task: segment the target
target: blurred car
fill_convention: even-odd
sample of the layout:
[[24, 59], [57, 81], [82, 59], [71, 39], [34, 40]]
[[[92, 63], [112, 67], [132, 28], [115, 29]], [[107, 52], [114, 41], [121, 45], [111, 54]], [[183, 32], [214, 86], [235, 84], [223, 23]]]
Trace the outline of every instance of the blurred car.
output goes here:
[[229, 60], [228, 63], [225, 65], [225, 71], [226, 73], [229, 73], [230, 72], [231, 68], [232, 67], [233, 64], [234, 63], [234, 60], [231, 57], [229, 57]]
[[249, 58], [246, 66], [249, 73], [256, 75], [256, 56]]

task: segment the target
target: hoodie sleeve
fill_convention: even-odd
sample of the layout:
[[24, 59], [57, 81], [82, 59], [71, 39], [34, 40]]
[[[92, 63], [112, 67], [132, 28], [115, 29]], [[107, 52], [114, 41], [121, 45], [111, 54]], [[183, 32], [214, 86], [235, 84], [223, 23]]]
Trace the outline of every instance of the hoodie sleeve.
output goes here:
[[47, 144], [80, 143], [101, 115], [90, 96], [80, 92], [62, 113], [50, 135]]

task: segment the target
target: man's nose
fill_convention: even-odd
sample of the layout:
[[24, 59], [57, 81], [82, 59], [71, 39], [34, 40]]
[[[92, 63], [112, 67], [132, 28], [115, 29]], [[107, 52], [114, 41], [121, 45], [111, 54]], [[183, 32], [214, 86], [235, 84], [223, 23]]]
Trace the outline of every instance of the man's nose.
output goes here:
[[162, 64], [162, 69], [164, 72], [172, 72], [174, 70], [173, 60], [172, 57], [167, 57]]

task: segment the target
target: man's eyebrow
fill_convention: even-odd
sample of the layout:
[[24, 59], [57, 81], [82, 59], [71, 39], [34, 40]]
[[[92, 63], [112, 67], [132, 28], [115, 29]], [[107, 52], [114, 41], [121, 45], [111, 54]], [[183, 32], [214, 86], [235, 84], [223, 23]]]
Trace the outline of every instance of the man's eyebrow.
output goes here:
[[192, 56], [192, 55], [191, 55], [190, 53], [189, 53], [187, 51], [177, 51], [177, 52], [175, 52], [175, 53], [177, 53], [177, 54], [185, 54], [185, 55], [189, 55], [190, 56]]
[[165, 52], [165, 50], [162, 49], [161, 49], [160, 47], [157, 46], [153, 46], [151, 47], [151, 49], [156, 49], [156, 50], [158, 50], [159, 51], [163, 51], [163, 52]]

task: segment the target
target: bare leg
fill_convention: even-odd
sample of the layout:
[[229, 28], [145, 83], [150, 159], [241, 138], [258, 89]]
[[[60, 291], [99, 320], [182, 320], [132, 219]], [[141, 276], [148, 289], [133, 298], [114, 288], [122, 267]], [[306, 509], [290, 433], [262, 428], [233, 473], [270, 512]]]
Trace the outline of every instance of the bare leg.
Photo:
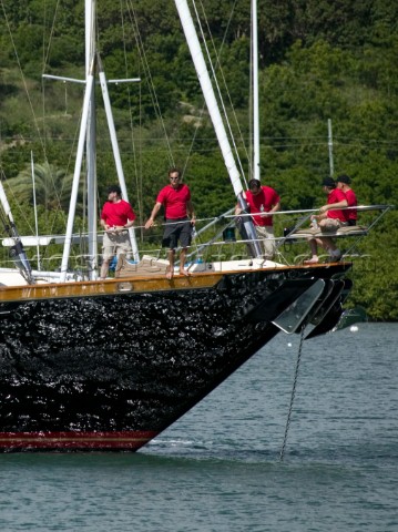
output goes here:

..............................

[Exercise goal]
Turn all the lines above into a Markdown table with a Row column for the row number and a Line column for the line itself, skipping blank lines. Leave the pictures out of the table.

[Written solution]
| Row | Line |
|---|---|
| 1 | task: segment the target |
| 2 | target: blurred car |
| 3 | fill_convention: even-odd |
| 4 | sample of the layout: |
| 5 | [[24, 59], [57, 81], [82, 59], [71, 39], [34, 40]] |
| 6 | [[[92, 63], [112, 67], [132, 28], [115, 29]], [[107, 52], [114, 41], [121, 45], [111, 54]], [[183, 32], [214, 86], [235, 84], [223, 23]]] |
| 7 | Trace the outline of every instance of the blurred car. |
| 8 | output goes here: |
| 9 | [[229, 60], [228, 63], [225, 65], [225, 71], [226, 73], [229, 73], [230, 72], [231, 68], [232, 67], [233, 64], [234, 63], [234, 60], [231, 57], [229, 57]] |
| 10 | [[249, 58], [246, 66], [249, 73], [256, 75], [256, 56]] |
| 11 | task: segment the target |
| 12 | target: hoodie sleeve |
| 13 | fill_convention: even-odd |
| 14 | sample of the layout: |
| 15 | [[24, 59], [57, 81], [82, 59], [71, 39], [34, 40]] |
| 16 | [[[92, 63], [112, 67], [132, 28], [115, 29]], [[107, 52], [114, 41], [121, 45], [111, 54]], [[183, 32], [214, 86], [235, 84], [223, 23]]] |
| 17 | Trace the outline of every instance of the hoodie sleeve. |
| 18 | output goes here: |
| 19 | [[47, 144], [80, 143], [101, 115], [90, 96], [80, 92], [62, 113], [50, 135]] |
| 20 | task: segment the target |
| 21 | target: man's nose |
| 22 | fill_convention: even-odd |
| 23 | sample of the layout: |
| 24 | [[24, 59], [57, 81], [82, 59], [71, 39], [34, 40]] |
| 25 | [[[92, 63], [112, 67], [132, 28], [115, 29]], [[107, 52], [114, 41], [121, 45], [111, 54]], [[183, 32], [214, 86], [235, 84], [223, 23]]] |
| 26 | Trace the outline of every instance of the man's nose. |
| 27 | output goes here: |
| 28 | [[162, 64], [162, 69], [164, 72], [172, 72], [174, 70], [173, 60], [172, 57], [167, 57]] |
| 29 | task: segment the target |
| 30 | target: man's eyebrow |
| 31 | fill_convention: even-odd |
| 32 | sample of the layout: |
| 33 | [[24, 59], [57, 81], [82, 59], [71, 39], [34, 40]] |
| 34 | [[[92, 63], [112, 67], [132, 28], [115, 29]], [[107, 52], [114, 41], [121, 45], [111, 54]], [[183, 32], [214, 86], [235, 84], [223, 23]]] |
| 35 | Trace the outline of every instance of the man's eyebrow. |
| 36 | output goes here: |
| 37 | [[192, 56], [192, 55], [191, 55], [190, 53], [189, 53], [187, 51], [177, 51], [177, 52], [175, 52], [175, 53], [177, 53], [177, 54], [185, 54], [185, 55], [189, 55], [190, 56]] |
| 38 | [[165, 52], [165, 50], [162, 49], [161, 49], [160, 47], [157, 46], [153, 46], [151, 47], [151, 49], [156, 49], [156, 50], [158, 50], [159, 51], [163, 51], [163, 52]] |
| 39 | task: segment the target |
| 40 | target: bare leg |
| 41 | fill_convention: even-odd |
| 42 | sample of the layout: |
| 43 | [[229, 28], [145, 83], [150, 159], [241, 138], [258, 89]] |
| 44 | [[[60, 291], [99, 320], [182, 320], [132, 219]], [[141, 276], [148, 289], [133, 298], [114, 288], [122, 267]], [[306, 509], [290, 433], [262, 428], [233, 473], [270, 512]]] |
| 45 | Trace the outline of every instance of the bare leg. |
| 46 | Photo: |
| 47 | output goes here: |